Collected data
____________

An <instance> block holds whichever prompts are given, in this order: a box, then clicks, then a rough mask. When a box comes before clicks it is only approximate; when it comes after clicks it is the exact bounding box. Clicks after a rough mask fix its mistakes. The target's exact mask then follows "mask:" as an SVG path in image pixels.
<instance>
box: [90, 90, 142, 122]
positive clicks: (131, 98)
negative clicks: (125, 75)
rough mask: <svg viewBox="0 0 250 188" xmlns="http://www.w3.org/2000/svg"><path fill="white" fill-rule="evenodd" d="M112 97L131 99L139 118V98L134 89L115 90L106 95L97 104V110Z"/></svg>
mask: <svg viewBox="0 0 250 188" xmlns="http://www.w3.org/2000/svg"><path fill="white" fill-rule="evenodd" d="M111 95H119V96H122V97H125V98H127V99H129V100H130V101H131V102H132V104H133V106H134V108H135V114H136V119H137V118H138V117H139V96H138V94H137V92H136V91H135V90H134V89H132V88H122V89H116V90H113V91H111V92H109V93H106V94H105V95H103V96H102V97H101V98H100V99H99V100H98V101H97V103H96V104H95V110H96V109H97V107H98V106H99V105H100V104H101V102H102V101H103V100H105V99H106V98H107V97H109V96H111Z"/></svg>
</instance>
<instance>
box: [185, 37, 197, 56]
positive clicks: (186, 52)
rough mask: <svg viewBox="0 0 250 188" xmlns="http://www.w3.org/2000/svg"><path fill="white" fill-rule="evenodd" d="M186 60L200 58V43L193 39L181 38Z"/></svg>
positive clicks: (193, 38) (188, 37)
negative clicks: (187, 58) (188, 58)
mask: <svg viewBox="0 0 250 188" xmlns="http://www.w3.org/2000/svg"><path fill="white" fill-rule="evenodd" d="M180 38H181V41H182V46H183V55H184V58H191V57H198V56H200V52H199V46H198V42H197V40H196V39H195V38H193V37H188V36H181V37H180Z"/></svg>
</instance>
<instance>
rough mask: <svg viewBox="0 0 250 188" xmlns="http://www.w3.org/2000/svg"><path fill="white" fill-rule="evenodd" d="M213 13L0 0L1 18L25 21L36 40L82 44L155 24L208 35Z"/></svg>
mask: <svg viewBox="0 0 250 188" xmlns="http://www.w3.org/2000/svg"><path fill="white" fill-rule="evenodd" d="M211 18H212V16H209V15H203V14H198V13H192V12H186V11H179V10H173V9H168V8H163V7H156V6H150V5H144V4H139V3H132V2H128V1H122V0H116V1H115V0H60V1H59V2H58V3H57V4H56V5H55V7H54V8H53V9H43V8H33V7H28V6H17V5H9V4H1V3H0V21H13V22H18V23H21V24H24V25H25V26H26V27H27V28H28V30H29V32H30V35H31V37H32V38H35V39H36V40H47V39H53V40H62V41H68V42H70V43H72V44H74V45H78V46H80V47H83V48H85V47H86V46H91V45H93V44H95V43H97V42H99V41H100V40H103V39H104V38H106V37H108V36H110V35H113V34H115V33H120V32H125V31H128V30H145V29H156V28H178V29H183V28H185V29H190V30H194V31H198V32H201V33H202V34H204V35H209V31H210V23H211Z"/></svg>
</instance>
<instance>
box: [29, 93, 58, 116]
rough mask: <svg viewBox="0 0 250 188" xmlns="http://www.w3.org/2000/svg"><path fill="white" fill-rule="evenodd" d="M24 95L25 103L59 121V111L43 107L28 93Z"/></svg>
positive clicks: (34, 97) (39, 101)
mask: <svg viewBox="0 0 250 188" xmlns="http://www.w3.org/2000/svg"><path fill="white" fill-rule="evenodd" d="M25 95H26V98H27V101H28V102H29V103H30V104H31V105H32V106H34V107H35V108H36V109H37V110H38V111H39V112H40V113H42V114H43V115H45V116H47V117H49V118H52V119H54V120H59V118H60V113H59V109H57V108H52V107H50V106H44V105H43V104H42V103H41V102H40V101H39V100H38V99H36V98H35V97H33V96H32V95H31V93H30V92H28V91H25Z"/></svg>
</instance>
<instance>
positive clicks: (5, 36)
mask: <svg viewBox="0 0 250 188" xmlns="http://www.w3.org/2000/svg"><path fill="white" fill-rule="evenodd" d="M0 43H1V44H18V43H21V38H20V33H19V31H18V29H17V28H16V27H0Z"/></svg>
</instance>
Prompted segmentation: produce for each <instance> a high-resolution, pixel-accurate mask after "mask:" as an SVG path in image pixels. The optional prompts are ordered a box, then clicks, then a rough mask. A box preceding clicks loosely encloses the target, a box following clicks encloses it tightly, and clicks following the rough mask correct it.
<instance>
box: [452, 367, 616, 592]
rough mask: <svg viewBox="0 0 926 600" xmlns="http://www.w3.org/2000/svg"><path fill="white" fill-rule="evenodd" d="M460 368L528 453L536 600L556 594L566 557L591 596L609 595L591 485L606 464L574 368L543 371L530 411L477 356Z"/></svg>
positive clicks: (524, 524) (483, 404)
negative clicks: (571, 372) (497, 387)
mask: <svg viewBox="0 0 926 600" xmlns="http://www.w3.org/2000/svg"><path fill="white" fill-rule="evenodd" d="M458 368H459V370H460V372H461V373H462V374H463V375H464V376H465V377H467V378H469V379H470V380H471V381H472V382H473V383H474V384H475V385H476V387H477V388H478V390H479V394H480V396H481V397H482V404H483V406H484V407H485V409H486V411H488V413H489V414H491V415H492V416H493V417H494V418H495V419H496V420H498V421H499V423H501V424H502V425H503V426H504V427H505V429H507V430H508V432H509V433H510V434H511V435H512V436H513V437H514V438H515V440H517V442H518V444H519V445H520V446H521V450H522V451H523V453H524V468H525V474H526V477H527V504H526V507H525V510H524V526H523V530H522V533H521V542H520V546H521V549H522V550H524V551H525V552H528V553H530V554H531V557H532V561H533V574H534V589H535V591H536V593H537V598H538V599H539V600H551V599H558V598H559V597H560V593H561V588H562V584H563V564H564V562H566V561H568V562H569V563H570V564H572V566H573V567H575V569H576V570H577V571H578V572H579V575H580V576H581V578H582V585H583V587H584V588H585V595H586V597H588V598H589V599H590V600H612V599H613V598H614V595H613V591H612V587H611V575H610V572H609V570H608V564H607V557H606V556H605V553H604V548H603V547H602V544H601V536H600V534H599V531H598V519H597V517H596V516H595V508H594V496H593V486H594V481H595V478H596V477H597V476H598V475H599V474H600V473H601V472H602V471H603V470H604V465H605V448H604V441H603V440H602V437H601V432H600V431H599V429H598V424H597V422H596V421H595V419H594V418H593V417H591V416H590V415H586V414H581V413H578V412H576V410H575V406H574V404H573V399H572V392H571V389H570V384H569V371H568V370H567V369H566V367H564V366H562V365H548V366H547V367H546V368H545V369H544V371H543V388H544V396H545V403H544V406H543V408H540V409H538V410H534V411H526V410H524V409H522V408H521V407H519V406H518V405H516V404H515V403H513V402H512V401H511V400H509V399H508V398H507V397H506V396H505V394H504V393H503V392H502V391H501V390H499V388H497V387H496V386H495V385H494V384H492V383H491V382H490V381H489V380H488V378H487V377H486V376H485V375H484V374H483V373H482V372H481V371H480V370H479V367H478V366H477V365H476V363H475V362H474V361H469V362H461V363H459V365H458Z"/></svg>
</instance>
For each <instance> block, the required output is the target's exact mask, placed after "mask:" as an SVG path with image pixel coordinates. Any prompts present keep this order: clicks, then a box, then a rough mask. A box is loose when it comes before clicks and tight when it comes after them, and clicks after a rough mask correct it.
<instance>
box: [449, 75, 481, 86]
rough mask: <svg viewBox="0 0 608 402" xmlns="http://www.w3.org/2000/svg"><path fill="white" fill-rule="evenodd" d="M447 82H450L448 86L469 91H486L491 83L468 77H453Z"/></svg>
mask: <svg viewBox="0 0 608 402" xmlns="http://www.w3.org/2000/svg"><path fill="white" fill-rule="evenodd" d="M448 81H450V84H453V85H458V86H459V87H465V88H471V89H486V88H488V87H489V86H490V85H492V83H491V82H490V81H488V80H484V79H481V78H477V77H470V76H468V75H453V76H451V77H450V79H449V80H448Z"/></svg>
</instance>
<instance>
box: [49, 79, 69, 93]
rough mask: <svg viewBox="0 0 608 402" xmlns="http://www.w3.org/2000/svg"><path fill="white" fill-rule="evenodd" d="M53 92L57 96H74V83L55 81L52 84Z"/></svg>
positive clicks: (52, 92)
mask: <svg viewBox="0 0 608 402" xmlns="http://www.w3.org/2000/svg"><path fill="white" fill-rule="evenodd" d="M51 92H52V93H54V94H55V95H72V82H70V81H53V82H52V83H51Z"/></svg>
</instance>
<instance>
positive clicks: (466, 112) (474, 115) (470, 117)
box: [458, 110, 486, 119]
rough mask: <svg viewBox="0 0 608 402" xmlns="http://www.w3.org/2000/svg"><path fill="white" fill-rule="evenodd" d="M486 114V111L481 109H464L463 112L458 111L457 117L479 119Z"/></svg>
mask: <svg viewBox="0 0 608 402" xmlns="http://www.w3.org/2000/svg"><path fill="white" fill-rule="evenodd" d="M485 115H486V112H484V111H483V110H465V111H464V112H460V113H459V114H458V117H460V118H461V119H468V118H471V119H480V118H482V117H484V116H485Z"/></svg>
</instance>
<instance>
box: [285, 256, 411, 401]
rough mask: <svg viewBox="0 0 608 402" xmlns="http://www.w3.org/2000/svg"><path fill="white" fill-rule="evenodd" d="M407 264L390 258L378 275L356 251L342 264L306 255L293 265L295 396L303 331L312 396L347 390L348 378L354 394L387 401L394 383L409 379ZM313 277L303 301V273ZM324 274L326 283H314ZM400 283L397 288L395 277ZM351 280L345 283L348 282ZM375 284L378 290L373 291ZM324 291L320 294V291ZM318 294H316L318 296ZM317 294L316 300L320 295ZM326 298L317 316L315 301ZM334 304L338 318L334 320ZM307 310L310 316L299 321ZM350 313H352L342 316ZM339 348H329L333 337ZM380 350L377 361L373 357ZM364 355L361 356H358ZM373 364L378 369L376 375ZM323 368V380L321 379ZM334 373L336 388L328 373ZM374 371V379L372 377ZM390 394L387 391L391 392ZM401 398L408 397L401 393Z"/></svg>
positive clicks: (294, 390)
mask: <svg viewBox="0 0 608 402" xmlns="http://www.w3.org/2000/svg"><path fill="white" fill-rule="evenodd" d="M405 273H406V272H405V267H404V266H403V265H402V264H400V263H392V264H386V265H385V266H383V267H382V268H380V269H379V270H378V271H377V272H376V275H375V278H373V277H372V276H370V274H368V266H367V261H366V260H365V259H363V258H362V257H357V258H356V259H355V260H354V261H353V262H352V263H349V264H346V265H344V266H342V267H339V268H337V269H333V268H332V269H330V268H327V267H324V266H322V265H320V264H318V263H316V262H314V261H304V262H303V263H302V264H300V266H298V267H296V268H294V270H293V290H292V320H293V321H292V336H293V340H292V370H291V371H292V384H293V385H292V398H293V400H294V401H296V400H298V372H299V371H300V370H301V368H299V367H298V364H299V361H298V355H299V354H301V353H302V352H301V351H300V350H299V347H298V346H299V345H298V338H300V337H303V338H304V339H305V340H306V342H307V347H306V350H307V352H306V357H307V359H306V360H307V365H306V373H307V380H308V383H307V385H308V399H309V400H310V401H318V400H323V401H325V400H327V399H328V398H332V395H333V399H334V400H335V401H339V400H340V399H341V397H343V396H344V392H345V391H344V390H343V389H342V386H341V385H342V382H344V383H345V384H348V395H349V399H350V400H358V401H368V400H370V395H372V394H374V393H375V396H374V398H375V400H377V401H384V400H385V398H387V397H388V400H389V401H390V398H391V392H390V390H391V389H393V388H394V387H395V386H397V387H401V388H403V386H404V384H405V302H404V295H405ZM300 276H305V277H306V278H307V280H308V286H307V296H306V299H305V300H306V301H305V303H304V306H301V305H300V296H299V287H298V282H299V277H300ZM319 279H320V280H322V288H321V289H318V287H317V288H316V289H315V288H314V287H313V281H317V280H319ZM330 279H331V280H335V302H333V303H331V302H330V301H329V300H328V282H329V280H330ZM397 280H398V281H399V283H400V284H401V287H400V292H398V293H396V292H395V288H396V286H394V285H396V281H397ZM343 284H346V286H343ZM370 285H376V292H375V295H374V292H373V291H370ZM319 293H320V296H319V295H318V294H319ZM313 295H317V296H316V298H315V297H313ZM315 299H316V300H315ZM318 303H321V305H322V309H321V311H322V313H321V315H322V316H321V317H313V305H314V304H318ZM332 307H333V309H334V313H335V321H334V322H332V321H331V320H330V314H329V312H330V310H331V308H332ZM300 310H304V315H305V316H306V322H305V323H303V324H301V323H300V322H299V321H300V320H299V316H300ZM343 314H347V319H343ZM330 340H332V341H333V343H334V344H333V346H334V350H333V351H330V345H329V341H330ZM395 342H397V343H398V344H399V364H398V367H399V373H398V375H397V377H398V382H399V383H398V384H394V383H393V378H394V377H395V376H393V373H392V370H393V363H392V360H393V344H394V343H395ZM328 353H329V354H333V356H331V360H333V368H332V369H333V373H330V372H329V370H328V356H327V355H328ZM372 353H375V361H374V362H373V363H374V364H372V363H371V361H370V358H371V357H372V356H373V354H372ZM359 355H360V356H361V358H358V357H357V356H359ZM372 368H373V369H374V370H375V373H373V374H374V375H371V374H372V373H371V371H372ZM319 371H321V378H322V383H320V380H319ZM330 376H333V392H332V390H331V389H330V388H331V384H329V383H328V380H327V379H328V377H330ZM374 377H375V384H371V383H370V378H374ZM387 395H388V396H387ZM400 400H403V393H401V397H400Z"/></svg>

____________

Goal of the exercise —
In the records above, find each line with the word "image" and copy it out.

Written solution —
An <instance> block holds whichever prompts are given, in this order: a box, then clicks, then a rough mask. When a box comes before clicks it is only approximate; when it comes after clicks it is the exact bounding box. Clicks after a rough mask fix its mistakes. The target's exact mask then follows "mask:" as an SVG path in image pixels.
Prompted segmentation: produce for each <instance> a high-resolution, pixel-accurate mask after "mask:" as an SVG path in image pixels. The optional prompts are ordered a box, then clicks, then a rough mask. A box preceding clicks loosely encloses the target, a box following clicks encloses it tightly, and clicks following the rough mask correct it.
For each <instance> block, the required output is the target's exact mask, placed after "mask:" as an SVG path with image pixel coordinates. Any prompts present keep this order: clicks, then a box, then a rough mask. A box is loose when it comes before clicks and tight when it comes after them, and clicks after a rough mask correct it.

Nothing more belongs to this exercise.